▶ [AUFGABE 1]:
Fasse die folgende Ausstellungsbesprechung in zwei Sätzen zusammen.

▶ [VORLIEGENDER TEXT]:
▼▼▼

Wand und Boden
: Abgesenkter Klassifikationsdrang

■ Kunst in Berlin jetzt: Doig, Twombly, Zott, Salloum

In England zählt er bereits zum harten Kader, in Deutschland ist es seine erste Ausstellung: Peter Doig, ein Künstler aus der unscharfen Zone zwischen Markt und Underground. Daß er vergangenen August sein Londoner Atelier für raveartige „Weekenders“-Shows geöffnet hatte, paßt ebenso zum derzeit britgemäßen Pop-Appeal wie seine eigenen Gemälde, die bis zum 15.7. bei Contemporary Fine Arts gezeigt werden. Doig malt ruhige Landschaftsszenen nach kargen Vorlagenfotos, einsame Nachtangler, Menschen im Schnee auf dem Weg zur Hütte, Eisblumen, Loipen und Ski-Urlaub. So wenig abwegig die Motive in ihrer realistisch geneigten Banalität auch nachgezeichnet sind, von den getröpfelten und in langen Striemen verlaufenen Farben geht ein eigenartiger Sog aus. Mit der Zeit fangen die Dinge nervös an zu flimmern und die Grundtöne brechen aus dem sonst sehr distanziert arrangierten Motiv-Geflecht hervor. Alle Orte verschwimmen in einem Nirgendwo, das sich Schicht für Schicht bis zur Oberfläche des Bildes auftürmt. Doig nennt es den Psychedelia-Effekt, eine Art abstract expressionism on acid. Darin ist er Munchs Romantik des schwelenden Gefühls ebenso nah wie späten Allegorien von Alex Katz.

Di-Fr 12-18.30, Sa 11-15 Uhr; Tauroggener Straße 15.

Den Skulpturen von Cy Twombly merkt man an, daß sie ohne Produktionsdruck entstanden sind. Eine Kunstharzfigur und sechs schmale, luftig-leichte Bronzegüsse, von der Abendsonne patiniert. Schlammige Feldkarren neben grazilen Fächern. Während der Amerikaner nach seinem Rom-Aufenthalt 1987 einen Saal des italienischen Biennale-Pavillons mit großformatig weiß-grün bekrittelten Landschaftsbildern füllen konnte, ist das Arrangement in der Galerie Max Hetzler atmosphärisch viel privater ausgefallen. Jede der zwischen 1978 und 1990 entstandenen Skulpturen erscheint als individueller Ausschnitt des mittlerweile vier Jahrzehnte sich entwickelnden Werkes, dessen Spannung in der Auseinandersetzung um künstlerische Form und die Eigendynamik der Materie liegt. Selbst in der Natur der Dinge findet sich die abstrakt eingeschriebene Signatur Twomblys, fast jeder Guß ist aufgerauht, von Poren übersät und minutiös zerklüftet. Der so gestaltete Gegenstand fügt sich zwar ins idyllische Arkadien, wo Natur nicht anders als Kultur zu denken war – aber es ist auch der beschädigte Traum von einer bäuerlichen Landschaft am Rand der Moderne, in der die Satellitenschüssel bereits erfunden ist.

▲▲▲

▶ [AUFGABE 2]:
Sammle jede Zeile der Einträge unten, in der das Wort „navy“ vorkommt.

(Zeilen mit Daten)
▼▼▼

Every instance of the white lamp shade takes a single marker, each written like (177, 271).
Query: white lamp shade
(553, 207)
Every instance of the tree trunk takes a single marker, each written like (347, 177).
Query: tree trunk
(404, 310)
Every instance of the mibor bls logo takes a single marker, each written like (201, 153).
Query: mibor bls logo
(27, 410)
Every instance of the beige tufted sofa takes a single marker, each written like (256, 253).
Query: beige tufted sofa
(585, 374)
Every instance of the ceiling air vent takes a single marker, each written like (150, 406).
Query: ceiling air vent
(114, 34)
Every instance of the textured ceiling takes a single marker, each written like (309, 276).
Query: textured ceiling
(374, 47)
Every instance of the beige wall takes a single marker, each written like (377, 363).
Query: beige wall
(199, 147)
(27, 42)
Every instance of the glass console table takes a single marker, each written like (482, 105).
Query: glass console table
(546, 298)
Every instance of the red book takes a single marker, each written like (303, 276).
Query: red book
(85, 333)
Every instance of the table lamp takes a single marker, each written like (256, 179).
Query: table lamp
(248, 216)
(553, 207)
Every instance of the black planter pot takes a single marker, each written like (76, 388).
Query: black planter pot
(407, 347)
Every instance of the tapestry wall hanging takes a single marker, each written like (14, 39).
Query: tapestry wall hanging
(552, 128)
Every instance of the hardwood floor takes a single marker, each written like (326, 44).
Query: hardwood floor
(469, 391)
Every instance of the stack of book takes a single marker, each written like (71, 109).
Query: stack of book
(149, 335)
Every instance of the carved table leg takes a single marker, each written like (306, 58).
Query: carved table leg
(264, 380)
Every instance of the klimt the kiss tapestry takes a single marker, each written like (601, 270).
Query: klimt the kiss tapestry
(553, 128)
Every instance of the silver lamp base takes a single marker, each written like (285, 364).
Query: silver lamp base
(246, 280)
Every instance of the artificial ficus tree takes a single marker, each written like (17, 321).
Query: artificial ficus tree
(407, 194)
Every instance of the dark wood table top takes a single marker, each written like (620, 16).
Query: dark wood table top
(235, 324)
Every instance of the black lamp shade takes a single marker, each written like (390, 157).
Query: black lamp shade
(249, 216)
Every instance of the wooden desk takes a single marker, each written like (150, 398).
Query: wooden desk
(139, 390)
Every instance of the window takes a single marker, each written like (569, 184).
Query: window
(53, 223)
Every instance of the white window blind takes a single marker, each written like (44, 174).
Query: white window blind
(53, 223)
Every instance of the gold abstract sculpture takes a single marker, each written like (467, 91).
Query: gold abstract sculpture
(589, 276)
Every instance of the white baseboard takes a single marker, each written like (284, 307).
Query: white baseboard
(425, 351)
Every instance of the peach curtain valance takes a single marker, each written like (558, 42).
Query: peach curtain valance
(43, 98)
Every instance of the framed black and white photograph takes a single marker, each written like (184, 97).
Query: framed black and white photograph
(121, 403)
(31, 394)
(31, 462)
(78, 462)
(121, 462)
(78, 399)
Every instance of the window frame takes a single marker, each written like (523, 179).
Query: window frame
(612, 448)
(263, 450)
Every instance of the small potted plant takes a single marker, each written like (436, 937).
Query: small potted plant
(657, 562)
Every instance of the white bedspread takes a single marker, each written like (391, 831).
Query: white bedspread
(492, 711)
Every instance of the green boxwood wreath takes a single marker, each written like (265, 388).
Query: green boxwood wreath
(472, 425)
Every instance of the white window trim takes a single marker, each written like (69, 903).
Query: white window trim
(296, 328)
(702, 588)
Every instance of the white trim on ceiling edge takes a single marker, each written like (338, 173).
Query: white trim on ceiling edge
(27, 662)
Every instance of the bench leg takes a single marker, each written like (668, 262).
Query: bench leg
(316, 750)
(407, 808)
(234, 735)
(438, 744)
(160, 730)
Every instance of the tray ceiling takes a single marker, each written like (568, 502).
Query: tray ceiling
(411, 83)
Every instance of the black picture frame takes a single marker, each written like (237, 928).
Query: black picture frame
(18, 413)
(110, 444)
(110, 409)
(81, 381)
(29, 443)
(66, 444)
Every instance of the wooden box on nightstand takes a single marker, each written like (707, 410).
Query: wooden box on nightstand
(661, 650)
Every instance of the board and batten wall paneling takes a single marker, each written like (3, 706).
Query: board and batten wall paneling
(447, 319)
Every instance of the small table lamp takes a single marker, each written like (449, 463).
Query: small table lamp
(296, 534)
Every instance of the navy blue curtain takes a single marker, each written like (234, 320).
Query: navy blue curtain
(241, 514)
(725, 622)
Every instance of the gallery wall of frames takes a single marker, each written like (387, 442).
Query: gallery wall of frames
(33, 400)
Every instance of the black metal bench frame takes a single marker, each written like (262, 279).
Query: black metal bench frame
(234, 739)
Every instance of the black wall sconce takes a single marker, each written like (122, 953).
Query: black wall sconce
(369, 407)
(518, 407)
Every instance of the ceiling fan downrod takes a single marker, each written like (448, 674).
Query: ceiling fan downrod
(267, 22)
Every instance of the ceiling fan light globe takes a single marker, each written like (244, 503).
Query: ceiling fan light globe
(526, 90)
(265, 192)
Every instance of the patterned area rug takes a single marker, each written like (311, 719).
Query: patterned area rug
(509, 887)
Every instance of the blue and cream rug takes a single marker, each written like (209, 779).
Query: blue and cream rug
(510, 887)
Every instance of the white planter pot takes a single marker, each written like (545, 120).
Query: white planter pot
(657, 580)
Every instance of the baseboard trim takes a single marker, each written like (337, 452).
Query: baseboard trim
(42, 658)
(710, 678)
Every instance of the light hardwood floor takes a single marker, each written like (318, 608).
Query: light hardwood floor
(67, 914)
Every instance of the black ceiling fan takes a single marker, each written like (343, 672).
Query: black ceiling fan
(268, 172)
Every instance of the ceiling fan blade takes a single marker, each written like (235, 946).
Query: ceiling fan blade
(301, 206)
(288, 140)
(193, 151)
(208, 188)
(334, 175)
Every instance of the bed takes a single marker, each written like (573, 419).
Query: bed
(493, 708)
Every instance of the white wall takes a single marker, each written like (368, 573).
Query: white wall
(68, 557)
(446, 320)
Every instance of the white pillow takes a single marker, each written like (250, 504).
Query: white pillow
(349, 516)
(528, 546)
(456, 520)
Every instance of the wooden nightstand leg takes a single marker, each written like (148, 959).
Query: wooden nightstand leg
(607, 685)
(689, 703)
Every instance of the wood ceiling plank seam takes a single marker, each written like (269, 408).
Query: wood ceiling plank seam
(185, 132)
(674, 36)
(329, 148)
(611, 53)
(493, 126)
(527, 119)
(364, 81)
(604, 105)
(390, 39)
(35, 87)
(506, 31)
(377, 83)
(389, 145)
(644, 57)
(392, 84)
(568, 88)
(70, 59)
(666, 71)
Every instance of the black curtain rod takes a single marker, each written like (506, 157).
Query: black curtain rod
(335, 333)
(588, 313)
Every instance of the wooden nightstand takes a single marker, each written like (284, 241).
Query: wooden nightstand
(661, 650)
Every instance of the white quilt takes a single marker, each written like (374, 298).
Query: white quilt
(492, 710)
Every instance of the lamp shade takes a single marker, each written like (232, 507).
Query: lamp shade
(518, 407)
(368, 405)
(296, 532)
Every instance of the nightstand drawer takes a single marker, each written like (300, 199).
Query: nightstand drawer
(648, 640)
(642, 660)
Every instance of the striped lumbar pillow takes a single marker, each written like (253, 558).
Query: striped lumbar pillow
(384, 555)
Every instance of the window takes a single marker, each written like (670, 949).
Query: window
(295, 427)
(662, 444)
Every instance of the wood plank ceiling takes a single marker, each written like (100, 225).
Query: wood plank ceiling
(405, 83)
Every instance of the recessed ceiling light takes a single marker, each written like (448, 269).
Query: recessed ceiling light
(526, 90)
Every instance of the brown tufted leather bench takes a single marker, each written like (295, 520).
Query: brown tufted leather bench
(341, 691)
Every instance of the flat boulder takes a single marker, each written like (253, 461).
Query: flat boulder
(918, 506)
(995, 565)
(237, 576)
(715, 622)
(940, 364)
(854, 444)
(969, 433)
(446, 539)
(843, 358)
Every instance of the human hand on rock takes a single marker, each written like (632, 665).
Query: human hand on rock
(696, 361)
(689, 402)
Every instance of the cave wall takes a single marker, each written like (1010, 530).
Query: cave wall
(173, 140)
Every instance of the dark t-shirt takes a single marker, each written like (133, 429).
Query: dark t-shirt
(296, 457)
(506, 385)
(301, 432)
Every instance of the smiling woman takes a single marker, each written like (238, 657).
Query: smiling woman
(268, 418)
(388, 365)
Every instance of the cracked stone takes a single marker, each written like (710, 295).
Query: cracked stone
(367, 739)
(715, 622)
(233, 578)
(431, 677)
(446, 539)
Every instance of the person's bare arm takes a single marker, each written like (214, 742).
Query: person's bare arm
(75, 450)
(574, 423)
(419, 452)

▲▲▲

▶ [VOLLSTÄNDIGE LÖSUNG 1]:
Peter Doig zeigt in seiner ersten Ausstellung in Deutschland bei Contemporary Fine Arts ruhige Landschaftsszenen nach kargen Vorlagenfotos, deren getröpfelte und verlaufene Farben einen eigenartigen Sog erzeugen, den er selbst den Psychedelia-Effekt nennt. In der Galerie Max Hetzler sind von Cy Twombly eine Kunstharzfigur und sechs Bronzegüsse aus den Jahren 1978 bis 1990 zu sehen, deren aufgeraute, zerklüftete Gegenstände sich ins idyllische Arkadien fügen und zugleich den beschädigten Traum von einer bäuerlichen Landschaft am Rand der Moderne darstellen.

▶ [VOLLSTÄNDIGE LÖSUNG 2]:
Every instance of the navy blue curtain takes a single marker, each written like (234, 320).
Query: navy blue curtain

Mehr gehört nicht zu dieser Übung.